#### [What needs to be done]
What lines of the material below include the string "feather"? Copy all of them.

#### [Material for the task]
════════════════════
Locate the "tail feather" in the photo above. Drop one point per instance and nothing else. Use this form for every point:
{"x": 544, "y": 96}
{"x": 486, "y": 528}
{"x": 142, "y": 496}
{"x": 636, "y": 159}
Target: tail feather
════════════════════
#### [Result of this exercise]
Locate the "tail feather" in the photo above. Drop one point per instance and nothing else. Use this form for every point:
Target: tail feather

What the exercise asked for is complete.